[Rows from a dataset]
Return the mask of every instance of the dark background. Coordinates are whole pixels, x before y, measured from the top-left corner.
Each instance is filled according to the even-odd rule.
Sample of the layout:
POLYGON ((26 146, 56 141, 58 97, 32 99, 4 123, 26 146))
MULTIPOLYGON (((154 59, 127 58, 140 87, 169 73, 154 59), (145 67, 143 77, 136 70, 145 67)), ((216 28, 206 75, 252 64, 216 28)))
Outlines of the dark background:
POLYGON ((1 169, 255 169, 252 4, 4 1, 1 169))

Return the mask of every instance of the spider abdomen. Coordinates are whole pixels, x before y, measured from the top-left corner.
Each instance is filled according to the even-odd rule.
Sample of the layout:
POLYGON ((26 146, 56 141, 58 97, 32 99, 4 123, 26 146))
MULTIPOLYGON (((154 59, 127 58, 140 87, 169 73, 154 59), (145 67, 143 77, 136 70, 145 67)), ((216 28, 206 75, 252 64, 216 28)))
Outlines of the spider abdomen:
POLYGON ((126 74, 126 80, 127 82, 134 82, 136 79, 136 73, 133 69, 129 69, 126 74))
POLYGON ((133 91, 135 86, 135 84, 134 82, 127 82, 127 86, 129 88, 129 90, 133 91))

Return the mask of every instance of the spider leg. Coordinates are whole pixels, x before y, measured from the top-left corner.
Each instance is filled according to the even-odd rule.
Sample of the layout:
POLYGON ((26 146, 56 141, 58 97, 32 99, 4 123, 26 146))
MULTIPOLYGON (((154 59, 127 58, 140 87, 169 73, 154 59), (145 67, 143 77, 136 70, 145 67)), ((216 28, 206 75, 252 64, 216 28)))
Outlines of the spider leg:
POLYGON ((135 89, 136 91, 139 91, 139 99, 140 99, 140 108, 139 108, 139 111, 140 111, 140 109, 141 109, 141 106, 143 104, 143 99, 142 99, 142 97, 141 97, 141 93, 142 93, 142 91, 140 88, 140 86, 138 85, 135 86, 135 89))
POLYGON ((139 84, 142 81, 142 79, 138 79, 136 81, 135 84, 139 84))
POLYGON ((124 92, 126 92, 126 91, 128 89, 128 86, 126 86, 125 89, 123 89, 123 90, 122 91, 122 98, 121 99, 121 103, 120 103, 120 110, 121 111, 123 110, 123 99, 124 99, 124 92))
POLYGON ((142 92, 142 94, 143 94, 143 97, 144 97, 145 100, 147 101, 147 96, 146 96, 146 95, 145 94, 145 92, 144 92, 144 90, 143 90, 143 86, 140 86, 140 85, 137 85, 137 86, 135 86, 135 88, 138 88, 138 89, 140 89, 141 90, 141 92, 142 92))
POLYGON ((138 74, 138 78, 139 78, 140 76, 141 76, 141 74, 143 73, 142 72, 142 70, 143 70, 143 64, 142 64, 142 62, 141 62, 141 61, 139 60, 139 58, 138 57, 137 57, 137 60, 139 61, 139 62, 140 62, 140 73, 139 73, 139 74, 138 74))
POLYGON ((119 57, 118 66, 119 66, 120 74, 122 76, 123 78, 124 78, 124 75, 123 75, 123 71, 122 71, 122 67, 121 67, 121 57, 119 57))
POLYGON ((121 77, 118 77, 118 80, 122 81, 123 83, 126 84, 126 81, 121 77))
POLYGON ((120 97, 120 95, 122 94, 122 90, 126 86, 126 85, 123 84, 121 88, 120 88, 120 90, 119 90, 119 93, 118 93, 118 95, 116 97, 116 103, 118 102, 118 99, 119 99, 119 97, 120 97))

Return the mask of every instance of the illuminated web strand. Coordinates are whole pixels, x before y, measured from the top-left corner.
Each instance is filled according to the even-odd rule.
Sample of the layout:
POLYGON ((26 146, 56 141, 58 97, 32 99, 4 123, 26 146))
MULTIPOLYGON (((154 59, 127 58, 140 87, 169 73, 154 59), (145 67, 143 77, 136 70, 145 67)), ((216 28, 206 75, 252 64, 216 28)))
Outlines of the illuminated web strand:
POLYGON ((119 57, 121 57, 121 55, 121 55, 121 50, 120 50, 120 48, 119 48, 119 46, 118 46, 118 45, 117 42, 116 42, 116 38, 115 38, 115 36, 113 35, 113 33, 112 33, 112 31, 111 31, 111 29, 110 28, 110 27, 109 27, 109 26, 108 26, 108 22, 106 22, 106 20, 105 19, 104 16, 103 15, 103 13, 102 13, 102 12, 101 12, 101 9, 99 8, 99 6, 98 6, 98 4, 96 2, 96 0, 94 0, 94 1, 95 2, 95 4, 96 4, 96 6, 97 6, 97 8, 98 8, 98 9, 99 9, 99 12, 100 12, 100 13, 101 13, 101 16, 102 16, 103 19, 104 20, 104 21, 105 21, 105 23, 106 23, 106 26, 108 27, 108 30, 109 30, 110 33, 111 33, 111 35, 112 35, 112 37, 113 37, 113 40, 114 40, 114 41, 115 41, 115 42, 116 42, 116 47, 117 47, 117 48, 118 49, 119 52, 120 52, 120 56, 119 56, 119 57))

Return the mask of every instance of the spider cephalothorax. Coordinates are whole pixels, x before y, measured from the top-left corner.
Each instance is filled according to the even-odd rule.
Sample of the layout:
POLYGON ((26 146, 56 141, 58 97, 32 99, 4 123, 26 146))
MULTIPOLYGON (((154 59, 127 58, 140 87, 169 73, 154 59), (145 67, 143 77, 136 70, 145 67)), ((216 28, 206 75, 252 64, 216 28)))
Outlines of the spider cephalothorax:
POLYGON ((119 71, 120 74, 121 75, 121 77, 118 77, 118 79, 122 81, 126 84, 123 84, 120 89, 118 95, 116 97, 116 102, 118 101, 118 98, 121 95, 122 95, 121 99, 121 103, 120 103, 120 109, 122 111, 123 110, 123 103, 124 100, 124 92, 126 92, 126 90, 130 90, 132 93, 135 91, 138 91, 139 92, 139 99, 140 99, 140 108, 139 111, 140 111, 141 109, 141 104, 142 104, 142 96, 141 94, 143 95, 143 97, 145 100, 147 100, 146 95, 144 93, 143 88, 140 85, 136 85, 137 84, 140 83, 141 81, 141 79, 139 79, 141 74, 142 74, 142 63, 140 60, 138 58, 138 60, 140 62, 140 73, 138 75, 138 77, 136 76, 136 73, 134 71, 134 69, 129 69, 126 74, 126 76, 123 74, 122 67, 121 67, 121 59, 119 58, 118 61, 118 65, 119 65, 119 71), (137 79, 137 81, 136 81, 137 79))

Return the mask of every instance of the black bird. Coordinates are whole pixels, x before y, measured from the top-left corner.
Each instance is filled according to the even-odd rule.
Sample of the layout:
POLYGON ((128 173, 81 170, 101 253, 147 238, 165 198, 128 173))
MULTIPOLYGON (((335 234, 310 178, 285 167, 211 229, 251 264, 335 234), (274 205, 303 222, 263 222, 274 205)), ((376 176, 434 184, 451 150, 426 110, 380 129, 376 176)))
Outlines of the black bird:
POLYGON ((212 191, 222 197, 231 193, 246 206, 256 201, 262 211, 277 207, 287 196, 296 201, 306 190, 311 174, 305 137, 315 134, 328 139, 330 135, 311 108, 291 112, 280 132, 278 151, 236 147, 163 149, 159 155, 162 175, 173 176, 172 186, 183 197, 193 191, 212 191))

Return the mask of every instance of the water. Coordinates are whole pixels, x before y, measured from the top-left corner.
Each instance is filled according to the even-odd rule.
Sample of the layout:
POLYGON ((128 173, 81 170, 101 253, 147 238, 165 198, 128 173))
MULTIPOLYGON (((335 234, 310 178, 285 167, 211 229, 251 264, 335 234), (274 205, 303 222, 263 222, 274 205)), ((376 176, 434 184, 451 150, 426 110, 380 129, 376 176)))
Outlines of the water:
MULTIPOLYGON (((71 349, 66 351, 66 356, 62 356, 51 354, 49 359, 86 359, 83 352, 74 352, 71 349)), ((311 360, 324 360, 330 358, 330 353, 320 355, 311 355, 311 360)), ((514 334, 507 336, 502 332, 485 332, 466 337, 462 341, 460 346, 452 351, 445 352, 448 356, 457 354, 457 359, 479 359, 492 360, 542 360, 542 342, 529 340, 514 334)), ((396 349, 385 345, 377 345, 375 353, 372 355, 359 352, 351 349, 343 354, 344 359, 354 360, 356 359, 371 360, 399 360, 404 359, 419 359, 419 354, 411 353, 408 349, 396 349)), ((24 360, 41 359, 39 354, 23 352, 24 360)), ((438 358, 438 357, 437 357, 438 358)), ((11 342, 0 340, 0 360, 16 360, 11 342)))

Goal:
Set down, word for word, every line from the line that holds "Return the mask of every instance of the water." to the end of the entries above, including both ends.

Full response:
Return the mask of every instance of the water. Coordinates are whole pixels, x before y, measured from the top-left corner.
Each instance is filled according to the even-odd rule.
Sample of the layout:
POLYGON ((128 173, 81 170, 101 253, 147 238, 165 198, 128 173))
MULTIPOLYGON (((335 234, 310 178, 285 167, 211 229, 251 264, 335 234), (274 205, 303 222, 263 222, 274 205)), ((376 176, 434 184, 451 150, 426 110, 380 129, 376 176)))
Outlines of the water:
MULTIPOLYGON (((71 349, 66 351, 66 356, 62 356, 51 354, 49 359, 86 359, 83 352, 74 352, 71 349)), ((311 360, 324 360, 330 358, 330 353, 320 355, 311 355, 311 360)), ((514 334, 507 336, 502 332, 485 332, 466 337, 462 341, 460 346, 452 351, 445 352, 448 356, 457 354, 457 359, 479 359, 492 360, 542 360, 542 342, 529 340, 514 334)), ((396 349, 385 345, 377 345, 375 353, 372 355, 359 352, 351 349, 343 354, 344 359, 354 360, 356 359, 371 360, 399 360, 404 359, 419 359, 419 354, 411 353, 408 349, 396 349)), ((24 360, 41 359, 39 354, 23 352, 24 360)), ((438 358, 438 357, 437 357, 438 358)), ((11 342, 0 340, 0 360, 16 360, 11 342)))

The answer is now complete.